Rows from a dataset
════════

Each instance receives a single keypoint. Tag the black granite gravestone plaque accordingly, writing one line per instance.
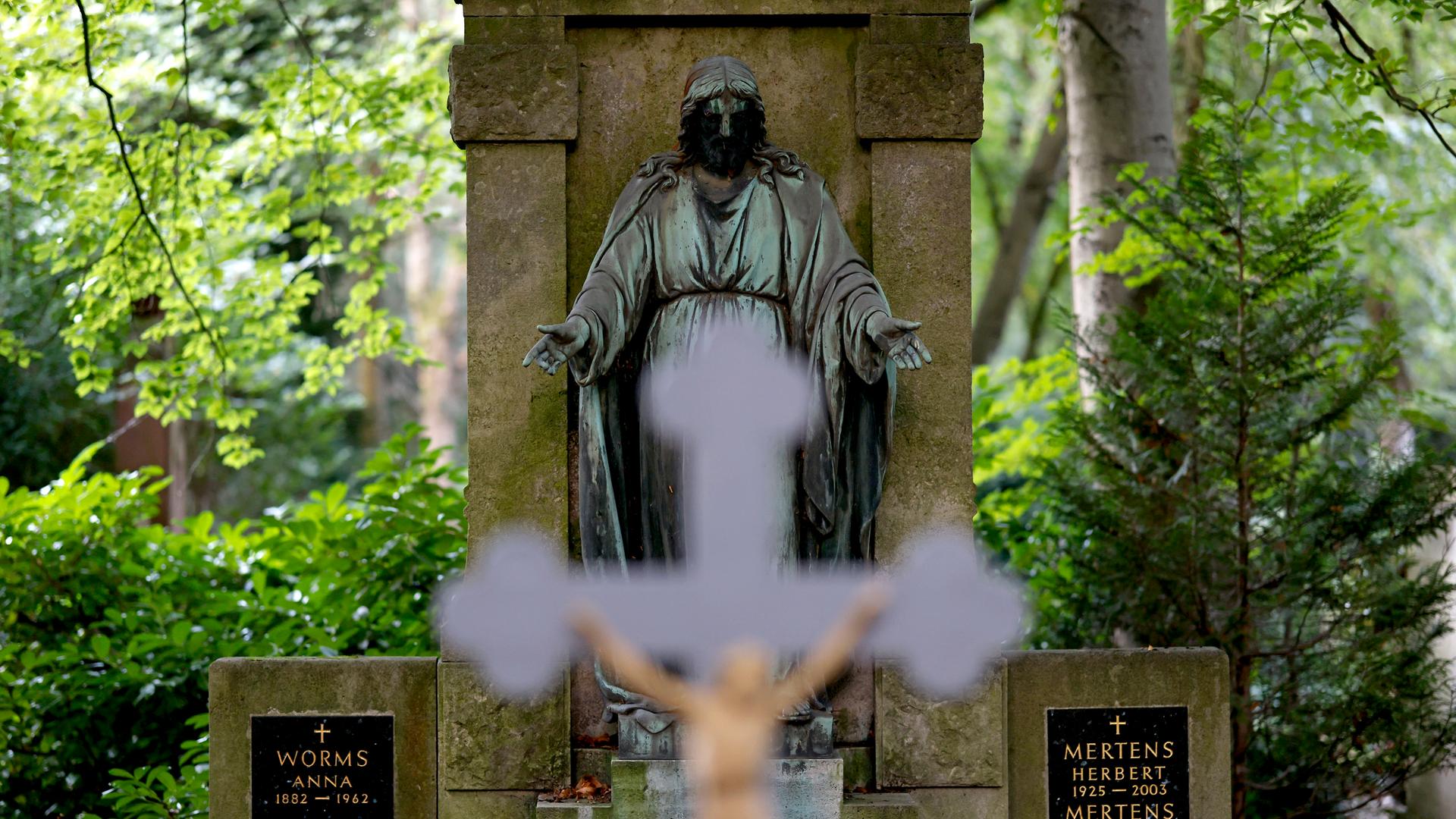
(324, 767)
(1117, 763)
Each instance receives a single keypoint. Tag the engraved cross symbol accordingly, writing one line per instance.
(736, 409)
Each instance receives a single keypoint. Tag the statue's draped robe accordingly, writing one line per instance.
(774, 256)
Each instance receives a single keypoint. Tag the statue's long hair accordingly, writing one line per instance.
(707, 80)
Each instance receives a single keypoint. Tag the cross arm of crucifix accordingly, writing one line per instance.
(629, 664)
(833, 651)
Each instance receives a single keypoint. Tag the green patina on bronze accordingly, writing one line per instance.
(727, 228)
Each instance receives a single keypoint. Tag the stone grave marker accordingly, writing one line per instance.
(319, 767)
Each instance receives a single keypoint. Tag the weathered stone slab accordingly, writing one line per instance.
(592, 763)
(859, 767)
(1194, 678)
(494, 744)
(919, 93)
(878, 806)
(960, 803)
(402, 687)
(573, 809)
(854, 703)
(919, 28)
(488, 805)
(922, 226)
(660, 789)
(715, 8)
(516, 278)
(498, 31)
(513, 93)
(935, 742)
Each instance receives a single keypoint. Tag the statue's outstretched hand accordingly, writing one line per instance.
(561, 341)
(897, 338)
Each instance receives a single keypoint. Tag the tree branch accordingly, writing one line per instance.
(1341, 25)
(136, 188)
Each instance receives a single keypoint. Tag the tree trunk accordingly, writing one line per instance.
(1019, 232)
(1114, 64)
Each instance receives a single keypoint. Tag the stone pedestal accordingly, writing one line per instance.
(660, 789)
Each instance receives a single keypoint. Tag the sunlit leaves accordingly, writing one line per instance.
(322, 158)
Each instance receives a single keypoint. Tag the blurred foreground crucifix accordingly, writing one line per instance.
(736, 407)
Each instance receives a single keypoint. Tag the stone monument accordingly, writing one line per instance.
(727, 228)
(555, 102)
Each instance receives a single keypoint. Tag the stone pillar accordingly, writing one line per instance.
(919, 102)
(881, 96)
(513, 108)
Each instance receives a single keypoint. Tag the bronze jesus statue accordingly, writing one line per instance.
(728, 228)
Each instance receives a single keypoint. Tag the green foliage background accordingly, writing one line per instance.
(202, 216)
(111, 620)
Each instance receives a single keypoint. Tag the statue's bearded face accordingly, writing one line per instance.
(723, 133)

════════

Using the records above, please retype only the run of lines from the line holding "Each instance receives a single keypoint. Tag the blurred" through the last line, both ends included.

Each instance receives a single keypoint. Tag the blurred foreground crucifix accordingly, writing one line per instance.
(736, 407)
Each instance receives a single keypoint. Tag the stone monument accordingly, writing one line per instance.
(727, 228)
(555, 102)
Each instance receives a single keypoint. Tag the stone pillar accordingly, writing one line per instance.
(919, 102)
(881, 96)
(513, 108)
Each instance receives a single keypoint. Tag the bronze jesus statue accordingly, writing one line per instance.
(728, 228)
Each instance receives a single keypoint. Tag the green foliage background accordingly, writing one line per instance.
(202, 216)
(111, 620)
Each instance receives a single keypoint. Tag the statue's bearded face accordingly, writing one line per instance.
(723, 133)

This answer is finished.